Starlink : Comment mon Internet venu de l'espace m'a plongé dans un casse-tête géopolitique

Starlink : Comment mon Internet venu de l'espace m'a plongé dans un casse-tête géopolitique
Photo by Evgeny Opanasenko / Unsplash

Introduction : Mon Amour Haine pour une Antenne

Cela fait maintenant deux ans et demi que j'utilise Starlink.

Dans mon coin de campagne, en attendant une fibre optique qui se fait désirer, cette petite antenne motorisée a été une véritable bouée de sauvetage. Mais si le service est une merveille technologique qui a résolu un problème très concret, il s'accompagne d'un bagage complexe qui me place dans une situation de plus en plus inconfortable.

Pour faire simple, Starlink est un service d'accès internet à haut débit par satellite, une alternative aux connexions fixes traditionnelles comme l'ADSL ou la fibre. C'est un peu comme si on vous envoyait l'Internet par une lance à incendie depuis le ciel quand tous vos tuyaux locaux sont à sec. Une solution radicale et diablement efficace.

Mais en creusant un peu, on découvre que cette solution n'est pas neutre. Dans cet article, je vais explorer ce qu'est réellement Starlink, ses applications surprenantes bien au-delà de mon jardin, et surtout, pourquoi ce service me pousse à m'interroger sur des concepts aussi fondamentaux que les frontières, la souveraineté et le contrôle de l'information

Mon usage personnel, celui de l'oublié du numérique, n'est que la partie émergée de l'iceberg.

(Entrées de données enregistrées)
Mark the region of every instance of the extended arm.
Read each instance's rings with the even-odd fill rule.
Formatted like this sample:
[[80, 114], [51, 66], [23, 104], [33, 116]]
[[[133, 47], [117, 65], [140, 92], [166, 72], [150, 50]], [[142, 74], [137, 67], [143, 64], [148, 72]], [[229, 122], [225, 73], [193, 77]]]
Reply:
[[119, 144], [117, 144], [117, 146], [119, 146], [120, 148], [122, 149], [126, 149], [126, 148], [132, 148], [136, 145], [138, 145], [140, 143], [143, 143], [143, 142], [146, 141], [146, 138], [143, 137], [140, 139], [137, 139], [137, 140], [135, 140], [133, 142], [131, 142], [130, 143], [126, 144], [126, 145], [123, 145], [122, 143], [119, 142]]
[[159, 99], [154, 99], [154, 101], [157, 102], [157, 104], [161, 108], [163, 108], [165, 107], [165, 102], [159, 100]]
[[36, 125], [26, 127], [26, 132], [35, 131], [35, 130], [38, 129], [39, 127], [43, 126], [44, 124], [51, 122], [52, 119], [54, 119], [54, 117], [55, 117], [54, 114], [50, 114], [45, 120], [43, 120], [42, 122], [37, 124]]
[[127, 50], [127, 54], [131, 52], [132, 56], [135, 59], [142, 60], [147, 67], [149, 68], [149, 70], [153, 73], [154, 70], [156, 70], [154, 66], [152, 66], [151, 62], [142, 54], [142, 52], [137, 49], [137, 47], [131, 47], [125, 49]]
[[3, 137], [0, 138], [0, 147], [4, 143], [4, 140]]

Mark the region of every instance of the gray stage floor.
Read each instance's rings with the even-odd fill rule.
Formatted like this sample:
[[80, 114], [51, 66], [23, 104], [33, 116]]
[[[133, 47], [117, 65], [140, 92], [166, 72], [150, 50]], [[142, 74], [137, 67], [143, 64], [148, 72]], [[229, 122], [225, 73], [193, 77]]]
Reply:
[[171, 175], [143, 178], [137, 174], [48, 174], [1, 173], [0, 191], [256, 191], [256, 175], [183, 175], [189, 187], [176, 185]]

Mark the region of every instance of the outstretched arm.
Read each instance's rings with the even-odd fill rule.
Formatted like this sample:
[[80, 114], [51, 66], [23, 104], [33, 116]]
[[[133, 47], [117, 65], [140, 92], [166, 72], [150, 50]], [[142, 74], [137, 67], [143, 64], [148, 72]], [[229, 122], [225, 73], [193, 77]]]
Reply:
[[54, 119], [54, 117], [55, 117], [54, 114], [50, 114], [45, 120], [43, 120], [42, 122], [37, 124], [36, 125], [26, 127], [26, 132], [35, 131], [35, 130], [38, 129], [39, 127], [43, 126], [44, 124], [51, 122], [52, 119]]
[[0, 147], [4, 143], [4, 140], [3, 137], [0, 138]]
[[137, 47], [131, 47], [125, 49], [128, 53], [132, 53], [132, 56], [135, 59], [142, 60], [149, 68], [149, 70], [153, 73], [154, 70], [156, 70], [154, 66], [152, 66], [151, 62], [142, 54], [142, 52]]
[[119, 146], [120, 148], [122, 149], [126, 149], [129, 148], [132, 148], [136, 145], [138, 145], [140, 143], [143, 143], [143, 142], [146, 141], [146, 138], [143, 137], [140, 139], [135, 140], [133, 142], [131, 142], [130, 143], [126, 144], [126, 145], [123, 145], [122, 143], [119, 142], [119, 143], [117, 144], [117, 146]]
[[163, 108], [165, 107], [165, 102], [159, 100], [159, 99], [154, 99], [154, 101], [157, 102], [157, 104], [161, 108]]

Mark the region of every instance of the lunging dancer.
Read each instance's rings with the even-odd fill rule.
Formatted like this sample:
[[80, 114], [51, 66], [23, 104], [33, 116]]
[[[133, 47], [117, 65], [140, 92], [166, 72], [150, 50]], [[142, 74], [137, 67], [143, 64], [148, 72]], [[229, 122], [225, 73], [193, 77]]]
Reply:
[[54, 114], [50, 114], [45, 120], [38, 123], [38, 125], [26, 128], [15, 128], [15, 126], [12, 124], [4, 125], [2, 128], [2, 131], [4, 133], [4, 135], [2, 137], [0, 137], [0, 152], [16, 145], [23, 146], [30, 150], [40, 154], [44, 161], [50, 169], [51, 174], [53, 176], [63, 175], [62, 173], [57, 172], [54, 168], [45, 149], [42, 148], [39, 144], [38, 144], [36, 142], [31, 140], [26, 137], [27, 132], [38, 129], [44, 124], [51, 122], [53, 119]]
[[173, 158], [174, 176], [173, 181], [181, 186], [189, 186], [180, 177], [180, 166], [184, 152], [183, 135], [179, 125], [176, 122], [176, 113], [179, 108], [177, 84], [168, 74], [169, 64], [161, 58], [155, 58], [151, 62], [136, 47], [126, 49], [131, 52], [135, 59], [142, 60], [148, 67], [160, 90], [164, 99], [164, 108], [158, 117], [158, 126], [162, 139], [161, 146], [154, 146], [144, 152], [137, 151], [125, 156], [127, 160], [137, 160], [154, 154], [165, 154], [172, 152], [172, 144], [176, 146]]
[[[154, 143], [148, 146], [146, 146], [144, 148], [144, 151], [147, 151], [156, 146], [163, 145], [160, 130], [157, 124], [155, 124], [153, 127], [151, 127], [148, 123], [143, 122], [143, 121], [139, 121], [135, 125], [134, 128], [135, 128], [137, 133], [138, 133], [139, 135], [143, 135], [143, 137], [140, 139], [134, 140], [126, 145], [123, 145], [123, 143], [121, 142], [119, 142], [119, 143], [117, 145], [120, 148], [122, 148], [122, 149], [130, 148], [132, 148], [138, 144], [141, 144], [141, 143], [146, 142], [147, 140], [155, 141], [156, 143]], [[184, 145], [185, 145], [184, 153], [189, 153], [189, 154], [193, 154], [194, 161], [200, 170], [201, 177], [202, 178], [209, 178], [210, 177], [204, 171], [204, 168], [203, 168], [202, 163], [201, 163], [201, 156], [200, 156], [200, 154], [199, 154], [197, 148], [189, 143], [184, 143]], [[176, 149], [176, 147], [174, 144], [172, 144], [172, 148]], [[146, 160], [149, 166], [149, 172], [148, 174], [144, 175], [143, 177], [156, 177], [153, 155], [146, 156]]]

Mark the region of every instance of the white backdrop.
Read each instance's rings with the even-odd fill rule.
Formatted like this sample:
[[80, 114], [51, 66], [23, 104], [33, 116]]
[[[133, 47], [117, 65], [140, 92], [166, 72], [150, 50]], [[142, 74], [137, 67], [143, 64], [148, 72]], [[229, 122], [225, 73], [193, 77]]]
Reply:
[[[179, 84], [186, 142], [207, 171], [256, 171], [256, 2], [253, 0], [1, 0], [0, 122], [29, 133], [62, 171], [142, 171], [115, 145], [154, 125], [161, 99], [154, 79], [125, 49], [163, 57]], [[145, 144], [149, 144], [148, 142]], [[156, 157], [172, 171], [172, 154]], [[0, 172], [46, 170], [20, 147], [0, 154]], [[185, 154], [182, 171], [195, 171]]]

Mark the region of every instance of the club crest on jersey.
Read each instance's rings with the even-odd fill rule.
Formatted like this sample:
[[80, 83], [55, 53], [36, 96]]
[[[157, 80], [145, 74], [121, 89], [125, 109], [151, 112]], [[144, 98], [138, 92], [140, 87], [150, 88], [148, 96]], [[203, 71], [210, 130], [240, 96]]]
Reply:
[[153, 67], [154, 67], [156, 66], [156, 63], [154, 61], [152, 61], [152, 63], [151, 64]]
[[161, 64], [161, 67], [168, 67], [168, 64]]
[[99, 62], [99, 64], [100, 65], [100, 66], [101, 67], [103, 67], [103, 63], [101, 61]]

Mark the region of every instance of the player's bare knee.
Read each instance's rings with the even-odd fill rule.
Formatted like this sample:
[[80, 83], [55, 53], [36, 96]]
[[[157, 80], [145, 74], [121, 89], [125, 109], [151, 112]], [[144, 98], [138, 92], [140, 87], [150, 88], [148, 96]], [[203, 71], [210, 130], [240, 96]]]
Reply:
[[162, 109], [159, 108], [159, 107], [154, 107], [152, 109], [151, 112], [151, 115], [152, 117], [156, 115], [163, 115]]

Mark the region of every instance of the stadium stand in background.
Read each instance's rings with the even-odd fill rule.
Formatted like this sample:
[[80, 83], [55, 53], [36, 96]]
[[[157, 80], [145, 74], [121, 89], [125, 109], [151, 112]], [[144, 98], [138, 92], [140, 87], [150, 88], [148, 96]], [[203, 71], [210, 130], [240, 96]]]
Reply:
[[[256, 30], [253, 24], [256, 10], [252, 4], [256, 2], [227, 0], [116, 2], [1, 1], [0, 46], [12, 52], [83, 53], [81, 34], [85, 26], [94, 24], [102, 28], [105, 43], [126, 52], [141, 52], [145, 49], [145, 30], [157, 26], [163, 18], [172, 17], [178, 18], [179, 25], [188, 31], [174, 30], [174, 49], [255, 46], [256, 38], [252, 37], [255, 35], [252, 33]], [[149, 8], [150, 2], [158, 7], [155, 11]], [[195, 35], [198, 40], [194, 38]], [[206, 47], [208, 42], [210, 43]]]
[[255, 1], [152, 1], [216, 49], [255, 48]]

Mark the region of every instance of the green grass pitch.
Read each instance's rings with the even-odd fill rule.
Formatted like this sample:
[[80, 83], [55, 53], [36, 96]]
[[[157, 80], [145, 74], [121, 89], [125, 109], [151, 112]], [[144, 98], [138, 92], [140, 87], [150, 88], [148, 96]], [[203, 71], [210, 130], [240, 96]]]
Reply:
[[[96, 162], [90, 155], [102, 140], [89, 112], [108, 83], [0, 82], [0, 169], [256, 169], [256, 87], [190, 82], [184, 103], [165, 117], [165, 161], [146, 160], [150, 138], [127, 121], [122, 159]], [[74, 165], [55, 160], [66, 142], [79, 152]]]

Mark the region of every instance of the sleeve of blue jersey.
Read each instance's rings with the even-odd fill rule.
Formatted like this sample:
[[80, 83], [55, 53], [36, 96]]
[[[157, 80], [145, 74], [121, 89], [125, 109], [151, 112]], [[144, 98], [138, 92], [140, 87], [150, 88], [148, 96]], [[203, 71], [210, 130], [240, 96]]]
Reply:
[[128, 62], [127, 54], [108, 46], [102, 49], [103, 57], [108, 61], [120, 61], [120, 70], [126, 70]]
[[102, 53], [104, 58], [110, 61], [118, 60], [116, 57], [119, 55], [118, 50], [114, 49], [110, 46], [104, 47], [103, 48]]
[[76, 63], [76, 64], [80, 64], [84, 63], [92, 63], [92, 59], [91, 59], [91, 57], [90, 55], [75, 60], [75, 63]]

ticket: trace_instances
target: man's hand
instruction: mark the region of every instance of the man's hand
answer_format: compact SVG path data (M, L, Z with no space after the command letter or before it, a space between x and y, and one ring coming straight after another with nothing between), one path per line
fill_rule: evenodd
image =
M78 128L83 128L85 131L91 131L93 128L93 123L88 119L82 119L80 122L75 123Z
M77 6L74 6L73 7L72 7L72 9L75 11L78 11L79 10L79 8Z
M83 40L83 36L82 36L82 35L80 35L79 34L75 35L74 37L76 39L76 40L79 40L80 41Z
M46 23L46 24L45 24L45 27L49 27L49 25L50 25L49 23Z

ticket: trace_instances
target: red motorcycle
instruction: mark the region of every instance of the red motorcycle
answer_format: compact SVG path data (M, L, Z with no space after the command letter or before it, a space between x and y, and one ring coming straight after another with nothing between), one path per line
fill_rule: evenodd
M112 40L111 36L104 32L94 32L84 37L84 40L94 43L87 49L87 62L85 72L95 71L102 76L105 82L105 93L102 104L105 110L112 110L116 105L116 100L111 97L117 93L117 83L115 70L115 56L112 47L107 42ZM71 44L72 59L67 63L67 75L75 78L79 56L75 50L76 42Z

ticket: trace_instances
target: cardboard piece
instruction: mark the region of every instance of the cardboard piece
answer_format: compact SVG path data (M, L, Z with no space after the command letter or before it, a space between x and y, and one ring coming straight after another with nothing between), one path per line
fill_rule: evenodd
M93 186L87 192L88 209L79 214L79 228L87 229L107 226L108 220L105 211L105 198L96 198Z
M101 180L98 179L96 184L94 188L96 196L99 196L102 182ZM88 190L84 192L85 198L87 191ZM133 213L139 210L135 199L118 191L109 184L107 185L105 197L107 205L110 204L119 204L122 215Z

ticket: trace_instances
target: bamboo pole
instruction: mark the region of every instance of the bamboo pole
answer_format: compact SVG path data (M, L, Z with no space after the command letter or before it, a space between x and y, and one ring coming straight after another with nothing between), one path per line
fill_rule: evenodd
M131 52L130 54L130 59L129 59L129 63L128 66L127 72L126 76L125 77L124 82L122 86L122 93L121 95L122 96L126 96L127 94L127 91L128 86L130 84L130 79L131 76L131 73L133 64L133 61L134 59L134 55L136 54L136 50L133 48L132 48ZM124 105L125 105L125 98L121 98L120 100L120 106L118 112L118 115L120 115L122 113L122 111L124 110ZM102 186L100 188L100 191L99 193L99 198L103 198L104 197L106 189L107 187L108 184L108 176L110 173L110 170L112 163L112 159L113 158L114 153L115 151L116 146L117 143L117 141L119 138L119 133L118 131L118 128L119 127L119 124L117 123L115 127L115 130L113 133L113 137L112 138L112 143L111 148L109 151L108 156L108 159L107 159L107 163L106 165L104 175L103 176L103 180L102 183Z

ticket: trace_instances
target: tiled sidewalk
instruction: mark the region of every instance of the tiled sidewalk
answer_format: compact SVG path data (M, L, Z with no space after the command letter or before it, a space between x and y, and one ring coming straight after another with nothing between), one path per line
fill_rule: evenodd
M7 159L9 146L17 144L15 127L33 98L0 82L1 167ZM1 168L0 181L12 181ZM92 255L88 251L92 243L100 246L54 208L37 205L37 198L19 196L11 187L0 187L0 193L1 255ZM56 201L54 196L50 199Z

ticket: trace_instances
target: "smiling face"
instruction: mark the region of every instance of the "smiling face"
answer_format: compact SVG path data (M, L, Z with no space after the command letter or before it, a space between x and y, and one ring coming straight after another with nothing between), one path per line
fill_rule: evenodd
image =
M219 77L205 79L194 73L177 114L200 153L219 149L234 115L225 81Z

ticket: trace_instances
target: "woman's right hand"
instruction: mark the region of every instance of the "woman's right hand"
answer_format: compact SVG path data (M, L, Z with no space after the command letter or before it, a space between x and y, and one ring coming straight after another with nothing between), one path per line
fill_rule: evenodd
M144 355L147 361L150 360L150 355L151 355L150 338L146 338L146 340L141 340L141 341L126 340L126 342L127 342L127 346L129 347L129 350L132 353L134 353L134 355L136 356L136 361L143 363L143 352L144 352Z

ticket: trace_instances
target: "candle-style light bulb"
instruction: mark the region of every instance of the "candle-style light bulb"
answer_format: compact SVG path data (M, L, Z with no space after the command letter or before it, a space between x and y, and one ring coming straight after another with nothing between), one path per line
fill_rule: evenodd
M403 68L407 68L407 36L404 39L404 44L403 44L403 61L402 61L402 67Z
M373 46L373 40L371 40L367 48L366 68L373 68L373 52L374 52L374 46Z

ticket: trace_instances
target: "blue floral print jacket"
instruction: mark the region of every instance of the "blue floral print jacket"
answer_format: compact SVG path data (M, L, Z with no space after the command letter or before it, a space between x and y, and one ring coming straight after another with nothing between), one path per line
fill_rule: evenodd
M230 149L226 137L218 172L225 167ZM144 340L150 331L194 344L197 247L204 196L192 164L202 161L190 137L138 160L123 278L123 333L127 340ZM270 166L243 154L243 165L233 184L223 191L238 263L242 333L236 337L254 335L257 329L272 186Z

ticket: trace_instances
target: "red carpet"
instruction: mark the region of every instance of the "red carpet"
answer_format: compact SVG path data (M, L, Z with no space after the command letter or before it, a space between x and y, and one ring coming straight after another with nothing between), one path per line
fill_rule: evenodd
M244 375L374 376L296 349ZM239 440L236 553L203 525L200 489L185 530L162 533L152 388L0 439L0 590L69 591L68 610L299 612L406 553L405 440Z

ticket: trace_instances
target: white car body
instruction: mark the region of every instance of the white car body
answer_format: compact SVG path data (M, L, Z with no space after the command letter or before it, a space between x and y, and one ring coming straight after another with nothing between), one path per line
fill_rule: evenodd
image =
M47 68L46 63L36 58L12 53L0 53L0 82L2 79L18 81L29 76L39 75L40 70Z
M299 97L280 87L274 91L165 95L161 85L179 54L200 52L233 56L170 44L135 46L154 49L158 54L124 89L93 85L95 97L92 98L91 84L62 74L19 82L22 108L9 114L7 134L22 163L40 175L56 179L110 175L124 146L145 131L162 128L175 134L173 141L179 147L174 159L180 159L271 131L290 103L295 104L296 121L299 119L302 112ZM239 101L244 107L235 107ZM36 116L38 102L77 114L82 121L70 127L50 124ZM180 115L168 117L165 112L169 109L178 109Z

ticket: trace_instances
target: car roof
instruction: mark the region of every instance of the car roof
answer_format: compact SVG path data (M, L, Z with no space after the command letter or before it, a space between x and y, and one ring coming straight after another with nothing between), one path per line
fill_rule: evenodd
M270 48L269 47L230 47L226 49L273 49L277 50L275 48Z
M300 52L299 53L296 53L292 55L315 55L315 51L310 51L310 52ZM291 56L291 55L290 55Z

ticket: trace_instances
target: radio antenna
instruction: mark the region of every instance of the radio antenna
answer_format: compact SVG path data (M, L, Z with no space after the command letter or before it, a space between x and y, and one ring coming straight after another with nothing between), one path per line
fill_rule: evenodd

● Consignes: D'après le texte sur Starlink, pourquoi la petite antenne motorisée a-t-elle été « une véritable bouée de sauvetage » ? Répondez en une à trois phrases.

● Réponse attendue: Dans son coin de campagne, la personne qui écrit attend une fibre optique « qui se fait désirer ». Cette antenne lui a donc fourni un accès internet à haut débit par satellite, ce qui a résolu un problème très concret.